Image point grounding data:

++++++

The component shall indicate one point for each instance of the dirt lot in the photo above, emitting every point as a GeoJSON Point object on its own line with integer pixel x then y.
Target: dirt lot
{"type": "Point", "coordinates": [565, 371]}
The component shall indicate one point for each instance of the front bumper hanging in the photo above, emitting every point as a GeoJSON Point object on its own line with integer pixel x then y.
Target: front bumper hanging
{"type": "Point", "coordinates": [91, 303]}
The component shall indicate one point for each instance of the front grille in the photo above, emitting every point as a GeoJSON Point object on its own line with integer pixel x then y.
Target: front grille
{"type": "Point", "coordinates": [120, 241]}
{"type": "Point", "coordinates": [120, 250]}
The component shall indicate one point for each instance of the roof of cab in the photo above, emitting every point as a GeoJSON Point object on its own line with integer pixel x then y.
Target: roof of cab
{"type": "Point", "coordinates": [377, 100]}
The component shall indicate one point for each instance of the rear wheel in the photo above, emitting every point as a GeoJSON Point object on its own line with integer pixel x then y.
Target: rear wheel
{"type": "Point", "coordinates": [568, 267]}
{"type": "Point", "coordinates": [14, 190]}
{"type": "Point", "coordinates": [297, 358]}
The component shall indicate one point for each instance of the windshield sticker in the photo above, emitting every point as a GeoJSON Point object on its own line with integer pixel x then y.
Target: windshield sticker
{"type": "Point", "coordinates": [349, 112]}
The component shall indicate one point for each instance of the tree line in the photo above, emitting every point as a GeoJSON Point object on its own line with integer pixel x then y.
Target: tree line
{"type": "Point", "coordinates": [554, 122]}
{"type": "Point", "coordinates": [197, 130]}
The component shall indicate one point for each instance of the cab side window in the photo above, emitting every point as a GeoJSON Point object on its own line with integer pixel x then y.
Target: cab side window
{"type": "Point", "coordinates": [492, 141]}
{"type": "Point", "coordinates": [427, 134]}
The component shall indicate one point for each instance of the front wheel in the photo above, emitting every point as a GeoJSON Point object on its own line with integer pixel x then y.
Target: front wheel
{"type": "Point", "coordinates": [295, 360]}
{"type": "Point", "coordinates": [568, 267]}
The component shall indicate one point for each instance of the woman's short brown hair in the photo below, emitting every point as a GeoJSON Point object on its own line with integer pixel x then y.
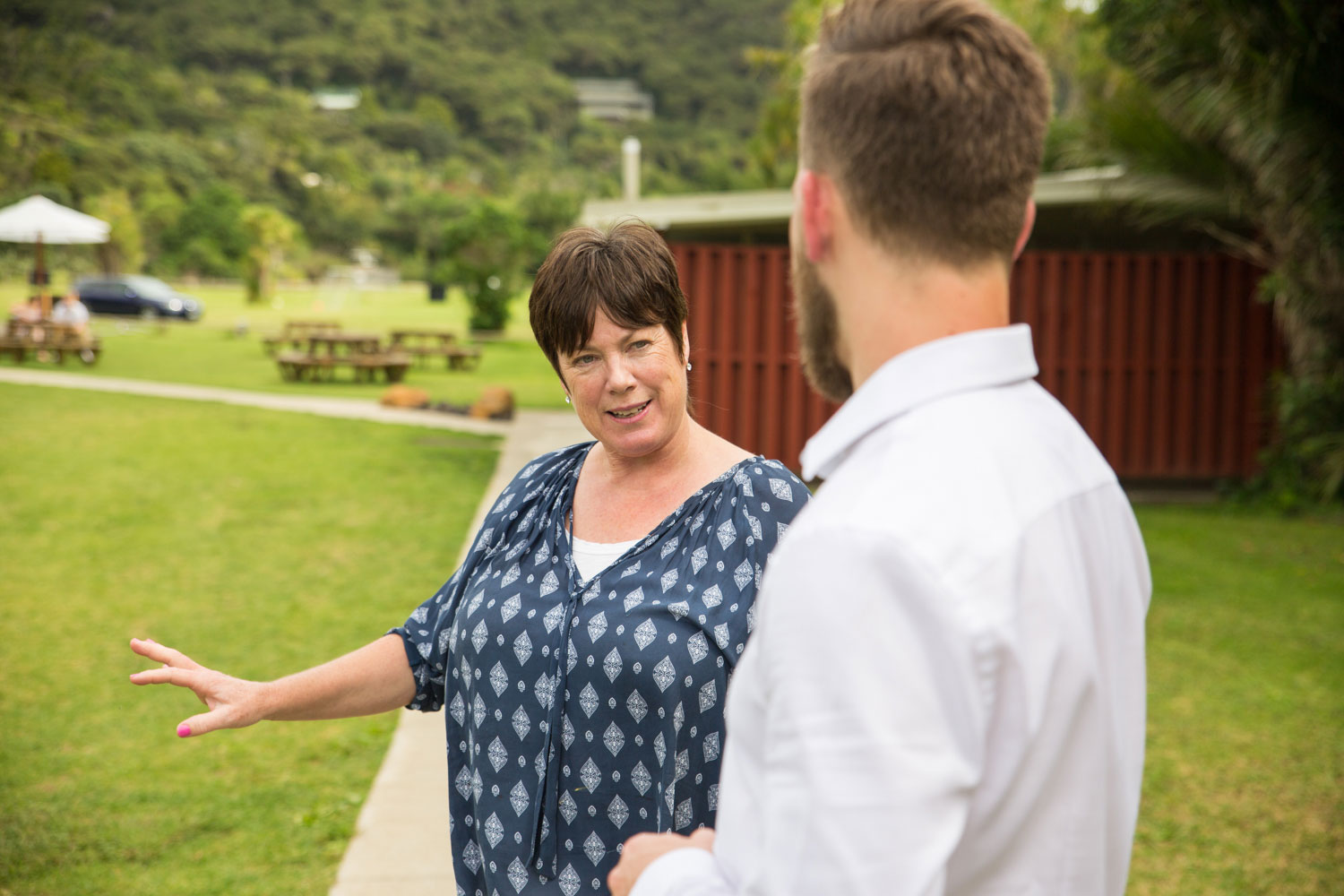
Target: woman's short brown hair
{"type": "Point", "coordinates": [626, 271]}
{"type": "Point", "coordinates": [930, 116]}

++++++

Retype the data above in full, exactly as it stands, and skip any image.

The component shall indicate one point for each instance of the dirt lot in the photo above, emitting every point as a GeoJSON Point object on its own line with integer pixel x then y.
Target: dirt lot
{"type": "Point", "coordinates": [565, 371]}
The component shall indicate one point for each instance of the front bumper hanging in the photo above, emitting every point as a GeoJSON Point object on its own line with integer pixel x then y.
Target: front bumper hanging
{"type": "Point", "coordinates": [91, 303]}
The component shall indicate one point for each instance of the front grille in the photo above, emitting every point as a GeoJSON Point object on its own line with integer pixel x then y.
Target: front grille
{"type": "Point", "coordinates": [120, 241]}
{"type": "Point", "coordinates": [120, 250]}
The component shall indicate one point for each instance of the roof of cab in the photo above, emitting every point as a GeoJSON Point object on its own line with integer pixel x then y.
Target: roof of cab
{"type": "Point", "coordinates": [377, 100]}
The component shall indicate one point for each instance of the rear wheel in the photo above, emitting every point as a GeoJSON Point object on its own line with integer pixel x then y.
Target: rear wheel
{"type": "Point", "coordinates": [568, 267]}
{"type": "Point", "coordinates": [14, 190]}
{"type": "Point", "coordinates": [297, 358]}
The component shall indicate one point for each instance of the windshield sticker in the photo above, emitting every point as a GeoJSON Point object on its own line with integer pixel x then y.
Target: windshield sticker
{"type": "Point", "coordinates": [349, 112]}
The component shall indicate one point for each instance of the tree line in the photo above, emitting every point as a GeoJSON Point object on its own line with integer pixel x then y.
Target: tree line
{"type": "Point", "coordinates": [554, 122]}
{"type": "Point", "coordinates": [197, 130]}
The component shall indicate one point for each instance of the cab side window in the photo above, emitting every point as a GeoJSON Point object on its own line with integer pixel x then y.
Target: cab side window
{"type": "Point", "coordinates": [492, 141]}
{"type": "Point", "coordinates": [427, 134]}
The component shall indicate one point for each instance of the front wheel in the photo above, emitting every point as a GeoJSON Point object on its own line with integer pixel x then y.
Target: front wheel
{"type": "Point", "coordinates": [295, 360]}
{"type": "Point", "coordinates": [568, 267]}
The component shall indicate one point for each instance of the woman's short brown hair in the photo below, emitting every point as a GeoJSON Point object on its own line with integer pixel x then y.
Target: woman's short brown hair
{"type": "Point", "coordinates": [626, 271]}
{"type": "Point", "coordinates": [930, 116]}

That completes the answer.